## SELECTED PASSAGE
:::::
# BCY’s Trophy Bowstring



## ETheiss (Apr 30, 2010)

At the moment I am constructing a jig for building my own bowstrings and cables.
While I’m doing this I am also looking at materials I will need. Being new to this I don’t have a lot of familiarity with string material candidates. I’m leaning to trying BCY’s Trophy Bowstring for my first go. They claim it is better than 452X.

Anyone with experience using this material your knowledge and opinion would be appreciated.


Ed


----------



## Eric131 (Oct 24, 2008)

It's basically 452x without the fuzz. It's good stuff.


----------



## ETheiss (Apr 30, 2010)

Eric131 said:


> It's basically 452x without the fuzz. It's good stuff.


Thanks for the feedback.
Okay that does appear to have/display better durability than 452X.

Now if it has the other 2-features advertised it may be a winner.
http://www.bcyfibers.com/press_rele...ring blended with Gore Performance Fibers.pdf

When I'm ready I'll give Trophy Bowstring a go.

Again thanks for the feedback.
:::::
Collected data entries:
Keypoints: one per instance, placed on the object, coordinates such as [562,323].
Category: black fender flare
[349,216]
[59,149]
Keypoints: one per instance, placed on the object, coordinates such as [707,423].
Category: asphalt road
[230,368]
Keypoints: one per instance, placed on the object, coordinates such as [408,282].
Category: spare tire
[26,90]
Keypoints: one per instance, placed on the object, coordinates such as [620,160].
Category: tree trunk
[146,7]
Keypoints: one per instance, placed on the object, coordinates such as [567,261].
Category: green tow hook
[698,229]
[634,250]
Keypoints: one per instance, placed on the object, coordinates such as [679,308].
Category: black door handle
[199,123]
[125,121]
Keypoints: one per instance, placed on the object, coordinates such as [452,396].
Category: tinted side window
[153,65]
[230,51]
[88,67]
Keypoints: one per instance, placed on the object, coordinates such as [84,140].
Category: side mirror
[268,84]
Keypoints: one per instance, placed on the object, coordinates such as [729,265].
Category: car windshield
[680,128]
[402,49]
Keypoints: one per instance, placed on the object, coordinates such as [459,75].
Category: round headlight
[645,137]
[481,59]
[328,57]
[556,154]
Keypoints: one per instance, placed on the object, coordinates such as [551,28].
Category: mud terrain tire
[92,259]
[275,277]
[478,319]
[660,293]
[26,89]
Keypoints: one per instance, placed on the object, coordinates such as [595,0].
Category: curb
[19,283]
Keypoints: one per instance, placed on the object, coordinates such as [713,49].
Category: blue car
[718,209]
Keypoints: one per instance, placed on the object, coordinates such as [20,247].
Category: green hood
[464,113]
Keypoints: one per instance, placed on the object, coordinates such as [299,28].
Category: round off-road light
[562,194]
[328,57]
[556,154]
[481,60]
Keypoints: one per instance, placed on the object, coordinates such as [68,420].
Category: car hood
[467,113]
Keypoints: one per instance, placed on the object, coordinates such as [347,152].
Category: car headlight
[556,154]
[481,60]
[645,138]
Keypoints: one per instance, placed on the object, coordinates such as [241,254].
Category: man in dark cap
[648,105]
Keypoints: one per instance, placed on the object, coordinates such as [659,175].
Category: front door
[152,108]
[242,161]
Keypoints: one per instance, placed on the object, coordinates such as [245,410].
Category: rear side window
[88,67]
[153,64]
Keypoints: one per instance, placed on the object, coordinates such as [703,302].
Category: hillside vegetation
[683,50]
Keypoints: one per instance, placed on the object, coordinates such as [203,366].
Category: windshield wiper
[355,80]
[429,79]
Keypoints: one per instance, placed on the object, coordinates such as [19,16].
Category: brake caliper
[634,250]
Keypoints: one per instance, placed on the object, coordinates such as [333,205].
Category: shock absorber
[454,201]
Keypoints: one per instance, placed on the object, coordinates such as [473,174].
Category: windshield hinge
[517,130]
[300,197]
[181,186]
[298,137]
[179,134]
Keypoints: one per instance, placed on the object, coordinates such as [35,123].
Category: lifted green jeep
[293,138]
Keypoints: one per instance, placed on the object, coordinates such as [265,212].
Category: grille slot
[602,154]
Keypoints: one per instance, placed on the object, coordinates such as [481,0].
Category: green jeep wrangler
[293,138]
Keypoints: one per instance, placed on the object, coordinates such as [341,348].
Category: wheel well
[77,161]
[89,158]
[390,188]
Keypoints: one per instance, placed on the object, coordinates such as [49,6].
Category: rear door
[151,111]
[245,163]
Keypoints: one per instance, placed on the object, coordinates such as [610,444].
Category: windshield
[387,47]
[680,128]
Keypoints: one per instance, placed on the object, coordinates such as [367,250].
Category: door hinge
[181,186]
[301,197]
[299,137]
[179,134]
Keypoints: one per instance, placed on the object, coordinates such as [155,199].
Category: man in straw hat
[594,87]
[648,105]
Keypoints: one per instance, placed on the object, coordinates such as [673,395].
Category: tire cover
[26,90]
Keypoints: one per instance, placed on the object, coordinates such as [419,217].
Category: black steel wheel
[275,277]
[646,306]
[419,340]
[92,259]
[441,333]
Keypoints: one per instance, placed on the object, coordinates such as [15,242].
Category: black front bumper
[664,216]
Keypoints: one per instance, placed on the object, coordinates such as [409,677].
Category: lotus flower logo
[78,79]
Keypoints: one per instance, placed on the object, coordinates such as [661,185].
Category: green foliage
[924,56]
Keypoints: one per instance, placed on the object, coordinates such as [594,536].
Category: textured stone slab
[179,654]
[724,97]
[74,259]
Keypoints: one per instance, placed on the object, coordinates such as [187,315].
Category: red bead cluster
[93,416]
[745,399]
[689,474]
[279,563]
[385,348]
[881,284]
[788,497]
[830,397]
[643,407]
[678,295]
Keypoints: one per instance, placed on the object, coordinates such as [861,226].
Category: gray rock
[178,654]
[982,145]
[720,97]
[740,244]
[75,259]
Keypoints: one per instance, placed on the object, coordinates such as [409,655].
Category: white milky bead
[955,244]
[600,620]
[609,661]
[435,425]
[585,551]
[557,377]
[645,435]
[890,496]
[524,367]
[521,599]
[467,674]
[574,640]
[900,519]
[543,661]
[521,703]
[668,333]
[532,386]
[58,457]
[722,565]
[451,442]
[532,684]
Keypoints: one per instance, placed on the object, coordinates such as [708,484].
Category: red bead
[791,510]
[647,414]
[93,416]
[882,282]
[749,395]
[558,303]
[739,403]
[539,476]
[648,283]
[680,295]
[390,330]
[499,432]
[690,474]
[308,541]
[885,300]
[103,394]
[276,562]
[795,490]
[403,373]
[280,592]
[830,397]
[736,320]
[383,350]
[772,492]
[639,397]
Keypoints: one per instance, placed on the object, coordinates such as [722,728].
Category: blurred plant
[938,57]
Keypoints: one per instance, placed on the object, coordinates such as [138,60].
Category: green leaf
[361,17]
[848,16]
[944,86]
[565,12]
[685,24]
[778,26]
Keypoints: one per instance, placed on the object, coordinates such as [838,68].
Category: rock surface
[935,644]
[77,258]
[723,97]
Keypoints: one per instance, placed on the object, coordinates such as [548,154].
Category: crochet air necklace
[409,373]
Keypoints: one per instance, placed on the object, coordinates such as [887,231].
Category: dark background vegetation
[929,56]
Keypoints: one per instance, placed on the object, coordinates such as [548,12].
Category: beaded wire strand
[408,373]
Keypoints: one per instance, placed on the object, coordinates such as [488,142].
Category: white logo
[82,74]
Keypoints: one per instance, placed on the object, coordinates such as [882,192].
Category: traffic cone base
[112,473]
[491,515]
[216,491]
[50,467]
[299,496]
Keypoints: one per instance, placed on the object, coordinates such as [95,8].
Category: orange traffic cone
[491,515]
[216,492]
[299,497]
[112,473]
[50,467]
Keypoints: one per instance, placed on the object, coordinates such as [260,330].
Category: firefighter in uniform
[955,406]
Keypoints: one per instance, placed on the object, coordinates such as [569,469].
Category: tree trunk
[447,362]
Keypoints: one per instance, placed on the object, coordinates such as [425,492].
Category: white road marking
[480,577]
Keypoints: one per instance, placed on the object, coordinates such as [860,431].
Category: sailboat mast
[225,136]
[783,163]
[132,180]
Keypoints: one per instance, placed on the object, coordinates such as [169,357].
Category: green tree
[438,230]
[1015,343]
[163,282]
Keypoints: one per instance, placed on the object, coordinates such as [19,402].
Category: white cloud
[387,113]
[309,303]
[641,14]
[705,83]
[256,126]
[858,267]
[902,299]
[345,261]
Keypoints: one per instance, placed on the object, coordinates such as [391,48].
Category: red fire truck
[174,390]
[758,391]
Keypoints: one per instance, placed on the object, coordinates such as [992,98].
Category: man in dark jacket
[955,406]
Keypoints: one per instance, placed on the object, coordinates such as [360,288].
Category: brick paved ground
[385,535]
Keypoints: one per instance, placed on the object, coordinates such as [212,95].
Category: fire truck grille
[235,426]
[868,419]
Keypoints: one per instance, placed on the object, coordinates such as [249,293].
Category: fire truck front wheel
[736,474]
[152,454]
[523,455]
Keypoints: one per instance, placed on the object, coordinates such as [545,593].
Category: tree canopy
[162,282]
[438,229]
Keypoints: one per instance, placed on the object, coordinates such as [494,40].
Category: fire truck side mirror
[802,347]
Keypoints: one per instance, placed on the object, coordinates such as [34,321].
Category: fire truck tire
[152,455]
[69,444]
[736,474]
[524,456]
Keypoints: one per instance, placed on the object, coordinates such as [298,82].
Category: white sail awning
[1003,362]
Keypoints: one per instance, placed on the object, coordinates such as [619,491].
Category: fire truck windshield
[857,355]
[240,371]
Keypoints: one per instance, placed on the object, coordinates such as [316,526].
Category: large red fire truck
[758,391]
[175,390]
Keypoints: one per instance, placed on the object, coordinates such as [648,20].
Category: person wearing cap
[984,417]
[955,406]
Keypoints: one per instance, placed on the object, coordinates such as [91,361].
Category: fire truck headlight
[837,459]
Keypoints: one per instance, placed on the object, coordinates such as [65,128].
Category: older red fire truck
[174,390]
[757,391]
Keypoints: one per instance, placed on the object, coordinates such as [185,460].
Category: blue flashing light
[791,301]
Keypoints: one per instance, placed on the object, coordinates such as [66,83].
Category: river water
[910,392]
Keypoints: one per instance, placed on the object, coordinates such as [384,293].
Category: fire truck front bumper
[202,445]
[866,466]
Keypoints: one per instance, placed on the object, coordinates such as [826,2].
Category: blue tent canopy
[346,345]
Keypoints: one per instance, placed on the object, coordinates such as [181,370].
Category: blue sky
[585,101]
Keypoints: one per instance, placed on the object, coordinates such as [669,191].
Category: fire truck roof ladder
:::::
## EXERCISES TO COMPLETE
1) In the bowstring thread, what material does BCY claim its Trophy Bowstring is better than?
2) Count the lines in the entries that contain the string "bumper", and reply with that number only.

## THE RESULTS
1) 452X

2) 2